ЗАДАНИЕ 1:
Отфильтруйте листинг ниже: выпишите каждую строку, в которой встречается слово «left».

ФРАГМЕНТ ТЕКСТА:
Сейчас довольно часто… не хочу даже в эту сторону, но… слава богу, что отремонтировали храмы, в них идут службы, это замечательно. Чем больше будет этого, тем лучше. Но церковь и вера это вещи далеко не совпадающие. И вот когда меня спрашивают, чего и как, я стараюсь уклониться, но делаю это профессионально. Я помню как она, вера, возникла. Как она была в детском таком возрасте, на грани чуда и выживания, она не обсуждалась, это еще ангел над тобой работал, условно говоря. Там же дополнительный ангел у детей. А вот когда я был уже взрослый, мне было лет 26-27, такой лермонтовский переломный возраст, я чего-то написал из того, что мне до сих пор кажется едва ли не лучшим. Во всяком случае, самым сочным, новым. Хотя прошло уже сорок лет. И вот однажды еду в метро и понимаю, что схожу с ума. Лица на меня плывут. Что-то такое. Недавно по телевизору узнал слово – охлофобия, что ли. И вдруг как бы написалось на этом сталинском мраморе строка – как бегущая строка,- «Без Бога жизнь бессмысленна». И я спокойно спустился. Для меня это была грань безумия. Либо вера, либо безумие.
Какую я себе нашел веру, это мое личное дело, да? Не в смысле выбрал ли я обрезание, минарет или православие. Конечно, я традиционно православный человек. Для меня это так же любо как язык или, скажем, народная песня. По крайней мере. Но ни одна конфессия не должна кичиться перед другой. Это уже очередной бред, очередная агрессия и очередной безверие – очередной бес. С которым так активно борются снаружи, забывая, что он всепроникающ и находит множество форм, хотя бы в гордыне, - самый изощренный грех. Самый изощренный, самый мутирующий, самый неузнаваемый. Может выглядеть как чрезвычайное самопожертвование, как угодно.
То есть работать душой надо, иначе жатвы не получается, иначе контакта не получается. Дальше – дальше. Чистое безумие. Если ты хочешь жить в окружающем чистом безумии, то сойдешь с ума сам. А мир он таков. Тем не менее, он держится. Но как он держится, - нами что ли? Странная это история, слишком далеко в ней надо уходить. Кстати, язык не безумен, язык очень здравомыслящ. Так как он отбирает слова, конструкции…
Да, почему я это вспомнил. Про Раушенбаха. Мне посчастливилось с ним однажды общаться. В Болгарии. Галина Гусева, героическая издательница толстого журнала «Другие берега», она организовала нам эту поездку, мы были из круга ее авторов. И там, ну что я знал про Раушенбаха. Был пиетет к ученому с безукоризненной репутацией. Творческий интеллигент, этнический немец и так далее. К тому же оказался знаток православия, икон и чего только ни было. Это не было хобби, это была цельность какая-то. Но то, что он сделал как великий ученый, мне совершенно неясно. Скажем, придумал хороший керосин для ракет, не знаю. Это все секрет, тайна, и это меня не интересовало.

ДАННЫЕ ДЛЯ ЗАДАНИЯ:
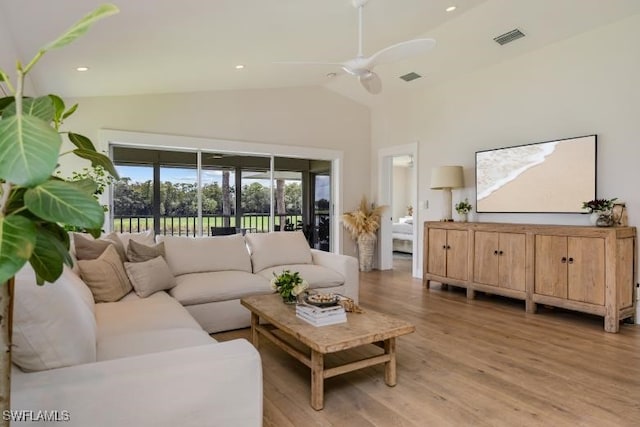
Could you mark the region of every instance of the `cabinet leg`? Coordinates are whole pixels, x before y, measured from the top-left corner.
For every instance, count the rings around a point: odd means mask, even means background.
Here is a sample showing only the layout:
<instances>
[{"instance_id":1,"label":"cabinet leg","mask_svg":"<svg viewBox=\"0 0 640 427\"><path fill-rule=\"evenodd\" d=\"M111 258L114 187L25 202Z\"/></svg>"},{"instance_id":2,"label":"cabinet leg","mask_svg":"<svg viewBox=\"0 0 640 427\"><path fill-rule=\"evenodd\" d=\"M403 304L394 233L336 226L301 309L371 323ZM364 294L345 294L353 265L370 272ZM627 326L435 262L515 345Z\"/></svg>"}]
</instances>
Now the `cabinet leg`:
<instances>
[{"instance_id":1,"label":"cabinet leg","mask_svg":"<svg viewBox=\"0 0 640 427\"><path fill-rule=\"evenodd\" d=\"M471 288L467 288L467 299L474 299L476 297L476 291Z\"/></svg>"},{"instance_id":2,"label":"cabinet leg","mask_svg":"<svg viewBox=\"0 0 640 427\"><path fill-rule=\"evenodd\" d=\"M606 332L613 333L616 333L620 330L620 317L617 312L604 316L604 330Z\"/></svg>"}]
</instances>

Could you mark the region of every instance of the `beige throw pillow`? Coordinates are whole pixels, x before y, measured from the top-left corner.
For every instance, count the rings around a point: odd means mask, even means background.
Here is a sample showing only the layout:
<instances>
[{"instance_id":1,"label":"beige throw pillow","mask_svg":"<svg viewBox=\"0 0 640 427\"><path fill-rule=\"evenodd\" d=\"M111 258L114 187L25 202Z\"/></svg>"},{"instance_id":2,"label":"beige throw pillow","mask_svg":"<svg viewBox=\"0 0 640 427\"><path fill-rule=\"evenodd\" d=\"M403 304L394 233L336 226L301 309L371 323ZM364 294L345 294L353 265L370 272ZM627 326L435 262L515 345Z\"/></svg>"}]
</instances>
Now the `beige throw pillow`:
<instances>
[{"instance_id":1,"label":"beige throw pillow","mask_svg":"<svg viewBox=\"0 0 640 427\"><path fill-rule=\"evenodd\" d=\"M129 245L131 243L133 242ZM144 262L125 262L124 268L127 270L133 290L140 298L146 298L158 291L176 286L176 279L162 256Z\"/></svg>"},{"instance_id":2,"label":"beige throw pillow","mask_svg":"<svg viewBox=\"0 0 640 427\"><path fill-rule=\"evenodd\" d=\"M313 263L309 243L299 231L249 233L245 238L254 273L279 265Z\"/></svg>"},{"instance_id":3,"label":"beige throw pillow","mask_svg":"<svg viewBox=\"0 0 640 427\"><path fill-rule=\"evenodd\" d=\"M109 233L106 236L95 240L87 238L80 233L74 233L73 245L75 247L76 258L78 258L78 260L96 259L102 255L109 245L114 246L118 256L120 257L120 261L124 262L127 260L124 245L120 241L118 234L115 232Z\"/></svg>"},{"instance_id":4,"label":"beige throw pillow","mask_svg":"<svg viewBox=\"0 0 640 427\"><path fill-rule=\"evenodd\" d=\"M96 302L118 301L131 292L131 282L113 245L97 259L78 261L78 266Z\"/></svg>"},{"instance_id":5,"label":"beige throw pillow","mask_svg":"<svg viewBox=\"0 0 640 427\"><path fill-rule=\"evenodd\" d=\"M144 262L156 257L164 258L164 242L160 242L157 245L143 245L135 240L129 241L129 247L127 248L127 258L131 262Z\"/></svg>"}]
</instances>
* * *
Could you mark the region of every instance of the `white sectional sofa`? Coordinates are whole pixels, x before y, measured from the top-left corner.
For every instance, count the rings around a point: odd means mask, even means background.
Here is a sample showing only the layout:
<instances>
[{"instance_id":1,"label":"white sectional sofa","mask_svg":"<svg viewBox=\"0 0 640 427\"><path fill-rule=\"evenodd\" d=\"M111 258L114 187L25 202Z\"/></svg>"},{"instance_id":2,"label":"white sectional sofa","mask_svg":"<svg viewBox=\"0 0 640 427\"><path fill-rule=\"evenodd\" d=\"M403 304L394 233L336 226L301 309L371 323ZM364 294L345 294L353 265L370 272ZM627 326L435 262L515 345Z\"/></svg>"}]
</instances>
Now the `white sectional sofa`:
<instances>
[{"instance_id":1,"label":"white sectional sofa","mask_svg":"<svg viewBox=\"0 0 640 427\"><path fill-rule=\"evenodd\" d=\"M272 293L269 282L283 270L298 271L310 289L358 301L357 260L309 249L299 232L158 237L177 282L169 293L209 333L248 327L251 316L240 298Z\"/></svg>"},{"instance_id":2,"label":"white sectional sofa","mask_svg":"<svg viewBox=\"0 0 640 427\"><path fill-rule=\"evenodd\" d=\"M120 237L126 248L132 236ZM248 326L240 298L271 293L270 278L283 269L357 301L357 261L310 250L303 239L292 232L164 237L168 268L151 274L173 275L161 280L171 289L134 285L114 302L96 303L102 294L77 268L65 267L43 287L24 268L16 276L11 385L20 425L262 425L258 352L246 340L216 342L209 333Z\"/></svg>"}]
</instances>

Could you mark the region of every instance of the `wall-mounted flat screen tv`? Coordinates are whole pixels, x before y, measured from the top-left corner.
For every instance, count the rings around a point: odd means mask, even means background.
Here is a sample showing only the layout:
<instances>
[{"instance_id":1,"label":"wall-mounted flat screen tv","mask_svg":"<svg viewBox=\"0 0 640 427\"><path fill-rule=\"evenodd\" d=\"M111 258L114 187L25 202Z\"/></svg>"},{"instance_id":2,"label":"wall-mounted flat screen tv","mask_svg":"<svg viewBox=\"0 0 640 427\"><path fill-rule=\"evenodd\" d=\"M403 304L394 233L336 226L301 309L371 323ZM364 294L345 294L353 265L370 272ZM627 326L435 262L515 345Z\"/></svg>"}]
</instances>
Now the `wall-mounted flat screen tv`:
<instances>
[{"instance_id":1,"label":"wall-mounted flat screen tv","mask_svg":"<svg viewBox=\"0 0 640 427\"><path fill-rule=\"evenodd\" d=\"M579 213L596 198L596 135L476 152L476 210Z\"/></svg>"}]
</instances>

ЗАДАНИЕ 2:
Определите, согласуются ли с фрагментом выше три утверждения: (а) церковь и вера названы совпадающими вещами; (б) общение с Раушенбахом происходило в Болгарии; (в) язык назван безумным. Для каждого ответьте «да» или «нет» и дословно приведите решающие слова фрагмента.

ПРАВИЛЬНЫЙ ОТВЕТ 1:
Could you mark the region of every instance of the `cabinet leg`? Coordinates are whole pixels, x before y, measured from the top-left corner.
Could you mark the region of every instance of the `beige throw pillow`? Coordinates are whole pixels, x before y, measured from the top-left corner.
Could you mark the region of every instance of the `white sectional sofa`? Coordinates are whole pixels, x before y, measured from the top-left corner.
Could you mark the region of every instance of the `wall-mounted flat screen tv`? Coordinates are whole pixels, x before y, measured from the top-left corner.

ПРАВИЛЬНЫЙ ОТВЕТ 2:
(а) Нет: «Но церковь и вера это вещи далеко не совпадающие.»
(б) Да: «Мне посчастливилось с ним однажды общаться. В Болгарии.»
(в) Нет: «Кстати, язык не безумен, язык очень здравомыслящ.»